A reportagem conta a importância das informações reveladas desde o dia em que o jornalista da revista, Sam Knight, se reuniu com o responsável do site, passando pela colaboração de Rui Pinto com o jornal de desporto português Record, o Times e a revista alemã Der Spiegel, que publicaram grande parte da informação confidencial - em Portugal, foi o semanário Expresso -, incluindo a história da acusação de violação de Ronaldo à norte-americana Kathryn Mayorga, até à detenção de Rui Pinto, extraditado desde a Hungria, por "crime cibernético e extorsão".

A reportagem faz um resumo cronológico das revelações do Football Leaks, iniciadas no site em dezembro de 2015, sobre os contratos de jogadores mediáticos, como a transferência de Neymar para o Barcelona ou os problemas de Cristiano Ronaldo com o fisco espanhol. "A história inicial em que a equipa da Spiegel trabalhou foram os assuntos fiscais de Ronaldo, cinco vezes campeão da Bola de Ouro (melhor jogador do mundo), uma figura quase mítica em Portugal e o jogador favorito de Rui Pinto. Na primavera de 2016, Pinto descobriu uma empresa chamada Tollinn, nas Ilhas Virgens Britânicas, que Ronaldo estaria a usar para escapar aos impostos em Espanha. Durante semanas, Naber [jornalista da Der Spiegel] decidiu descriminar os ativos globais de Ronaldo - duzentos e vinte e sete milhões de dólares em 2015 - às suas obrigações fiscais e receitas no exterior", escreve a revista.

☆ ☆ ☆ ☆ ☆ ☆ ☆

• **REQUISITO A**
Cite do texto sobre o Football Leaks o trecho que começa nas palavras "A reportagem faz" e acaba depois de "escreve a revista.".
• **REQUISITO B**
Responda com base no texto sobre o Football Leaks:
(i) Em que mês e ano começaram as revelações no site?
(ii) Onde estava sediada a empresa Tollinn?
(iii) De que país foi Rui Pinto extraditado?
• **REQUISITO C**
Prossiga o texto sobre o Football Leaks a partir da última frase apresentada.

Entradas de identificação de locais:
☆ ☆ ☆ ☆ ☆ ☆ ☆

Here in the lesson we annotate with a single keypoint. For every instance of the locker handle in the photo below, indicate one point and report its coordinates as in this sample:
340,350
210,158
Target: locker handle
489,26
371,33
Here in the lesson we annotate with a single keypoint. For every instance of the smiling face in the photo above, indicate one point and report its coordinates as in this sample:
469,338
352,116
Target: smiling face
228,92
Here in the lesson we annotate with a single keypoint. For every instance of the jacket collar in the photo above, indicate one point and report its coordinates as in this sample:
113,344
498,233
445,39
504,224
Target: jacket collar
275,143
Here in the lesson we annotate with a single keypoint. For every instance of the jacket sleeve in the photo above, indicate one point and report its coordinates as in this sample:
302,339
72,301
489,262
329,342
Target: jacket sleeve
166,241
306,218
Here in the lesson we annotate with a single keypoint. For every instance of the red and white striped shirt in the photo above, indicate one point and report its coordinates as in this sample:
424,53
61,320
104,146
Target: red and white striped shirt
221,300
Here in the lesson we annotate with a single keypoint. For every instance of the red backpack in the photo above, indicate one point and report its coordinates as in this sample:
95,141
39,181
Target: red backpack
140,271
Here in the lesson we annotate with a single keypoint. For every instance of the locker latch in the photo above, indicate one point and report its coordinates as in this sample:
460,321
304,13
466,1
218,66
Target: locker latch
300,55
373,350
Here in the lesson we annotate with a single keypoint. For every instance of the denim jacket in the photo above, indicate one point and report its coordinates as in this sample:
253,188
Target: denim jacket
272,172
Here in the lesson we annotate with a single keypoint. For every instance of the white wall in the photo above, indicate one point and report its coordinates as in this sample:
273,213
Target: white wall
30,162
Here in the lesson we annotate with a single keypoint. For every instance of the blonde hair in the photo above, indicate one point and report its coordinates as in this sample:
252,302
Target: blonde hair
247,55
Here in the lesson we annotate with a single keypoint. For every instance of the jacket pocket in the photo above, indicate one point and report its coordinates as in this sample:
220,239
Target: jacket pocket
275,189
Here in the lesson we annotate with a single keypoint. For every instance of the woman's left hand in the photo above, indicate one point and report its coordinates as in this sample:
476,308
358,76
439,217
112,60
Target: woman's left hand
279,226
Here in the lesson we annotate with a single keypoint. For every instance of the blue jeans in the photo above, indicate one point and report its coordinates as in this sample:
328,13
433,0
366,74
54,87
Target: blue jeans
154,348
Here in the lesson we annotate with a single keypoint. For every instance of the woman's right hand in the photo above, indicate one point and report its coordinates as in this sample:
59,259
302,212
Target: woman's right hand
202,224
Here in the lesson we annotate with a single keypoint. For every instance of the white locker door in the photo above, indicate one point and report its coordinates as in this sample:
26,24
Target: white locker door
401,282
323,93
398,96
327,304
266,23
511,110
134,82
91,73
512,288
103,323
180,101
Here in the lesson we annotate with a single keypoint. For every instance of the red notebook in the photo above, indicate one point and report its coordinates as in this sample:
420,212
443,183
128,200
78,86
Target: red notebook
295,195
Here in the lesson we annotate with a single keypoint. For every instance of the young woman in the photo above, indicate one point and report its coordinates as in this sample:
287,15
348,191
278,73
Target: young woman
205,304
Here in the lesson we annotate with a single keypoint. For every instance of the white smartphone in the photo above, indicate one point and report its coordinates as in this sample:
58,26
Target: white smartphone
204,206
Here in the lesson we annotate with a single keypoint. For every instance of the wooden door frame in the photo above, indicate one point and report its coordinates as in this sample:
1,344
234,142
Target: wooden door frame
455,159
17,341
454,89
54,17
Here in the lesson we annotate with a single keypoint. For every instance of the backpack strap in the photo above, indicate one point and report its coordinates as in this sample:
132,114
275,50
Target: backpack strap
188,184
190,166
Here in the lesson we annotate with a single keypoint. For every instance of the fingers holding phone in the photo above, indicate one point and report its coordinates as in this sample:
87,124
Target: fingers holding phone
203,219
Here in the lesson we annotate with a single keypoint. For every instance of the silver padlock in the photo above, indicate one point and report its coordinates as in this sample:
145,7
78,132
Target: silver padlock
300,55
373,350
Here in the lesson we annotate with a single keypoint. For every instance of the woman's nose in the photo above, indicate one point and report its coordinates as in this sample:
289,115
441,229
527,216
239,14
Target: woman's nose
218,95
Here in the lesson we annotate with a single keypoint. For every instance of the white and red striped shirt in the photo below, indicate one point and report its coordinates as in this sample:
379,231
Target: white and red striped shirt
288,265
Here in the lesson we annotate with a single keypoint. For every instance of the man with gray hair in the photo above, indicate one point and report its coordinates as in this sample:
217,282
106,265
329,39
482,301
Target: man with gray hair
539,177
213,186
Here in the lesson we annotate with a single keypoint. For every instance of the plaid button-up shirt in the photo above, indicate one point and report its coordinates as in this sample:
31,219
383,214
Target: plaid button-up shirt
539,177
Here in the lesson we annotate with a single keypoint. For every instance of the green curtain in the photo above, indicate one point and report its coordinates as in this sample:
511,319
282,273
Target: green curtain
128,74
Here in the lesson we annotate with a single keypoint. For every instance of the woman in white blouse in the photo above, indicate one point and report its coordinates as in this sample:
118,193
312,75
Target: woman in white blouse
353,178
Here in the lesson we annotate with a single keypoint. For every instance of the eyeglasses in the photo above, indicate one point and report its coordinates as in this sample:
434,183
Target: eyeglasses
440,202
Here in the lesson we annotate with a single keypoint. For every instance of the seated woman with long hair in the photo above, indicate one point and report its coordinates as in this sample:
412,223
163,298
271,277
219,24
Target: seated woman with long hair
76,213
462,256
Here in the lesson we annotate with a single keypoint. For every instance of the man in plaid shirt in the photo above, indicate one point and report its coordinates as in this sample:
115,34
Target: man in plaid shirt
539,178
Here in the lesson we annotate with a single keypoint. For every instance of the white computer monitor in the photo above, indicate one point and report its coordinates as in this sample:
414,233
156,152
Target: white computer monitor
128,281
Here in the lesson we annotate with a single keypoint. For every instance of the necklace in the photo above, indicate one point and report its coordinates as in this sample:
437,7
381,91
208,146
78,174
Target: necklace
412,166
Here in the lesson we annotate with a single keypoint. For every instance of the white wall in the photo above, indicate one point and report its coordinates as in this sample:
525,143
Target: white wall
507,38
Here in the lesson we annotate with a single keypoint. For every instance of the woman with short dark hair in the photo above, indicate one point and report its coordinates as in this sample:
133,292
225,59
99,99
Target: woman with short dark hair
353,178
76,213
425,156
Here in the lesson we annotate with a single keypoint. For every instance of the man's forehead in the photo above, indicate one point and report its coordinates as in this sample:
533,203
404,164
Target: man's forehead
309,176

☆ ☆ ☆ ☆ ☆ ☆ ☆

• **RESULTADO DA TAREFA A**
A reportagem faz um resumo cronológico das revelações do Football Leaks, iniciadas no site em dezembro de 2015, sobre os contratos de jogadores mediáticos, como a transferência de Neymar para o Barcelona ou os problemas de Cristiano Ronaldo com o fisco espanhol. "A história inicial em que a equipa da Spiegel trabalhou foram os assuntos fiscais de Ronaldo, cinco vezes campeão da Bola de Ouro (melhor jogador do mundo), uma figura quase mítica em Portugal e o jogador favorito de Rui Pinto. Na primavera de 2016, Pinto descobriu uma empresa chamada Tollinn, nas Ilhas Virgens Britânicas, que Ronaldo estaria a usar para escapar aos impostos em Espanha. Durante semanas, Naber [jornalista da Der Spiegel] decidiu descriminar os ativos globais de Ronaldo - duzentos e vinte e sete milhões de dólares em 2015 - às suas obrigações fiscais e receitas no exterior", escreve a revista.

• **RESULTADO DA TAREFA B**
(i) Em dezembro de 2015.
(ii) Nas Ilhas Virgens Britânicas.
(iii) Da Hungria.

• **RESULTADO DA TAREFA C**
Ronaldo foi um dos alvos privilegiados. Em 14 de abril de 2017, a Der Spiegel revelou a acusação de violação contra Ronaldo sem nomear Mayorga. Mas a história ganhou pouca força.

Rui Pinto nunca contou como teve acesso aos milhares de documentos que mostravam como negociavam alguns dos grandes clubes europeus como o Chelsea, Arsenal, Tottenham, Real Madrid e Atlético de Madrid ou como os atletas conseguiam não pagar impostos, mas disse ter medo de ser envenenado e que antes de ser detido pensou em entregar-se às autoridades pois achava que andava a ser perseguido.

As incoerências de Bruno de Carvalho

De repente a Imprensa vivia na expectativa das revelações do Football Leaks. Pinto procurou publicar pelo menos dois contratos todos os dias. Mas, segundo a reportagem, "ficou desapontado com a cobertura dos media, que reduziram o Football Leaks a uma fonte de fofoca sobre jogadores famosos". Depois, quando em 20 de janeiro de 2016, Pinto publicou o contrato de transferência de Gareth Bale do Tottenham para o Real Madrid, "isso causou um tipo de impacto".

A revista conta como o jornalista do Times começou a trocar mensagens com uma pessoa que se identificou como John e como passadas seis semanas voou para Budapeste para se encontrar com essa fonte. Esperava encontrar um ex-funcionário sénior da FIFA ou UEFA, "mas, num pequeno hotel perto do centro da cidade, ele conheceu Rui Pedro Gonçalves Pinto, um jovem de 27 anos com cabelos espetados, nascido a norte de Portugal. Eram 5 da tarde e Pinto ainda não tinha tomado o café da manhã". Pinto deu ao jornalista "dois discos rígidos, contendo oitocentos gigabytes de dados". Mas a Times não foi a única a receber coisas. Nos três anos a seguir, o hacker português "forneceu à Der Spiegel quatro terabytes de informações confidenciais, mais de oitenta e oito milhões de documentos - um denúncia quase duas vezes maior que o dos Panama Papers e sessenta vezes o de Edward Snowden", lembra a revista.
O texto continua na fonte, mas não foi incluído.